→ Trecho selecionado:

—————

O fragmento da obra ‘Mensagem’, do poeta português Fernando Pessoa, traz à tona um dos muitos símbolos no qual o termo mito está imbuído, pois “O mito é o nada que é tudo/ O mesmo sol que abre os céus/ É um mito brilhante e mudo/ O corpo morto de Deus/ Vivo e desnudo”. Narrativas fantásticas circundadas por deuses e heróis que ganham vida em ruínas de templos gregos e romanos constituem a noção de mito difundida pelo conhecimento popular, embora o termo já tenha alcançado outras definições nos campos científicos, gerando uma multiplicidade de proposições teóricas que indicam diferentes abordagens sobre o conceito de mito.

A origem etimológica do vocábulo é oriunda das tradições gregas, visto que, como destaca a professora e filósofa Marilena Chauí no livro ‘Convite à filosofia’, a palavra mito vem do grego, mythos, e deriva de dois verbos: do verbo mytheyo (contar, narrar, falar alguma coisa para os outros) e do verbo mytheo (conversar, contar, anunciar, designar). A civilização grega entendia o mito como uma narrativa verídica e pública, realizada por alguém que tinha autoridade conferida pela credibilidade, ou seja, um narrador que testemunhou presencialmente o que narra ou recebeu a narrativa de quem testemunhou, demarcando a importância da história oral para a perpetuação do mito.

—————

→ Questões propostas:
1. Responda, com base no texto sobre o mito:
(a) De qual obra de Fernando Pessoa provém o fragmento citado?
(b) De acordo com Marilena Chauí, de quais dois verbos gregos deriva a palavra mito?
(c) Como a civilização grega entendia o mito?
2. Reproduza o trecho do texto sobre o mito que vai de "O fragmento da" até "conceito de mito.", inclusive.

→ Extratos dos registros:
—————

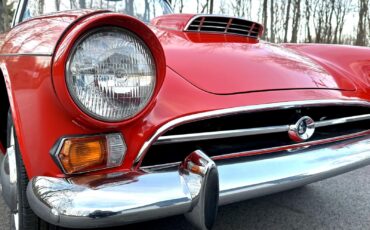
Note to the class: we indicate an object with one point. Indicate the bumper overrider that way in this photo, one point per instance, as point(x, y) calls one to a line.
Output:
point(195, 188)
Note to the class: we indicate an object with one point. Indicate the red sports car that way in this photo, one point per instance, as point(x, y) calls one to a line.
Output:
point(129, 113)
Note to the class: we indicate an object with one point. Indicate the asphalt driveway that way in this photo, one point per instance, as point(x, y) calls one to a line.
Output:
point(342, 202)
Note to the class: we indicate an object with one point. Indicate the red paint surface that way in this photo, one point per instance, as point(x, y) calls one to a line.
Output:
point(40, 113)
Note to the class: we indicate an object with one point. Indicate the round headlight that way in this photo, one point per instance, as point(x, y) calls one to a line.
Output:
point(111, 74)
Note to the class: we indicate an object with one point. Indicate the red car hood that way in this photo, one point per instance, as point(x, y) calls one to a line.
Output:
point(224, 64)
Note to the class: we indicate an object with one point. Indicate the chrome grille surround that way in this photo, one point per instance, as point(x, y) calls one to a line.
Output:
point(224, 25)
point(160, 138)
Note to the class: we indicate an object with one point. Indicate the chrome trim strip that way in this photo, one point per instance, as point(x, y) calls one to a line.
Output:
point(170, 139)
point(123, 198)
point(342, 120)
point(245, 109)
point(26, 54)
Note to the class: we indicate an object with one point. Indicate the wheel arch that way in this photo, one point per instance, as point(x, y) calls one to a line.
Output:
point(7, 104)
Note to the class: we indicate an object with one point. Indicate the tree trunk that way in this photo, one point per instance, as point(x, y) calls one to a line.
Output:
point(296, 21)
point(82, 4)
point(286, 24)
point(211, 2)
point(272, 18)
point(361, 28)
point(308, 19)
point(264, 18)
point(129, 7)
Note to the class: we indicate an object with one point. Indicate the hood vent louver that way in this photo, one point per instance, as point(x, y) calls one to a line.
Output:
point(224, 25)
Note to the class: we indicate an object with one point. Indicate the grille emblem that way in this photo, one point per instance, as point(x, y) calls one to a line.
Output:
point(302, 130)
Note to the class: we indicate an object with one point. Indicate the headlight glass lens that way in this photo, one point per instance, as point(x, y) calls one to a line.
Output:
point(111, 74)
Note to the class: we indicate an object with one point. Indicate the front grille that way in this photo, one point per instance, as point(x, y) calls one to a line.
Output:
point(253, 132)
point(225, 25)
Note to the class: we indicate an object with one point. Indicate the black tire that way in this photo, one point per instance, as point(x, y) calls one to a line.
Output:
point(27, 219)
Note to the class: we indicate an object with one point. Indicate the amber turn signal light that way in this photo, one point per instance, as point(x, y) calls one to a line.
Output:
point(91, 153)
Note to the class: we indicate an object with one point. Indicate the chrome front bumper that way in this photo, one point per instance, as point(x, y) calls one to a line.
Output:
point(123, 198)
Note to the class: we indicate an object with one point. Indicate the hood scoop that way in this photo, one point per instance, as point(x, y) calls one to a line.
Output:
point(224, 25)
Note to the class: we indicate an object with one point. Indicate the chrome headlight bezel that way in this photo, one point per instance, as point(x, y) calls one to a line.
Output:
point(68, 73)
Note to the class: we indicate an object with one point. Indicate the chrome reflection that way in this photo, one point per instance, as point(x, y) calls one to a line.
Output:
point(122, 198)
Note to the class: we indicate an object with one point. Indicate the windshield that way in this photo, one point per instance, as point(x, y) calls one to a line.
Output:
point(144, 10)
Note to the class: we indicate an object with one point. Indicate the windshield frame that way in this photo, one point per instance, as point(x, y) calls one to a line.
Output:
point(22, 4)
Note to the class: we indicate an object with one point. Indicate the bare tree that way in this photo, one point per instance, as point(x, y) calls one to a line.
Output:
point(286, 25)
point(264, 17)
point(296, 20)
point(308, 9)
point(211, 2)
point(82, 4)
point(272, 17)
point(361, 28)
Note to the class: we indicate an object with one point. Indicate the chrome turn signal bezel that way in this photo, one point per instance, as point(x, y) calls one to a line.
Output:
point(58, 146)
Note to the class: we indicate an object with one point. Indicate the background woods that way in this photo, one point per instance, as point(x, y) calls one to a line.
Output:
point(327, 21)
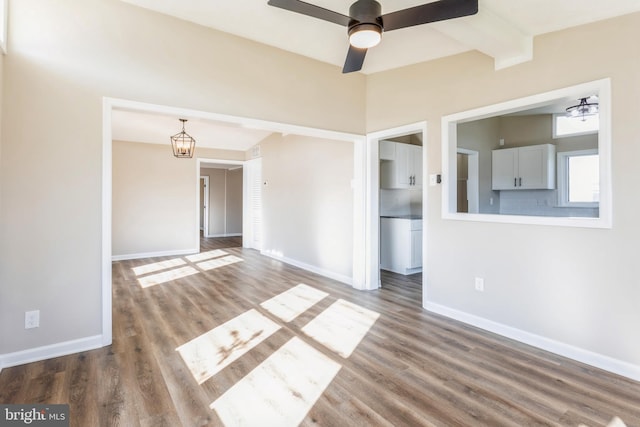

—————

→ Respostas por questão:
1.
(a) Da obra 'Mensagem'.
(b) Do verbo mytheyo e do verbo mytheo.
(c) Como uma narrativa verídica e pública, realizada por alguém que tinha autoridade conferida pela credibilidade.

2.
O fragmento da obra ‘Mensagem’, do poeta português Fernando Pessoa, traz à tona um dos muitos símbolos no qual o termo mito está imbuído, pois “O mito é o nada que é tudo/ O mesmo sol que abre os céus/ É um mito brilhante e mudo/ O corpo morto de Deus/ Vivo e desnudo”. Narrativas fantásticas circundadas por deuses e heróis que ganham vida em ruínas de templos gregos e romanos constituem a noção de mito difundida pelo conhecimento popular, embora o termo já tenha alcançado outras definições nos campos científicos, gerando uma multiplicidade de proposições teóricas que indicam diferentes abordagens sobre o conceito de mito.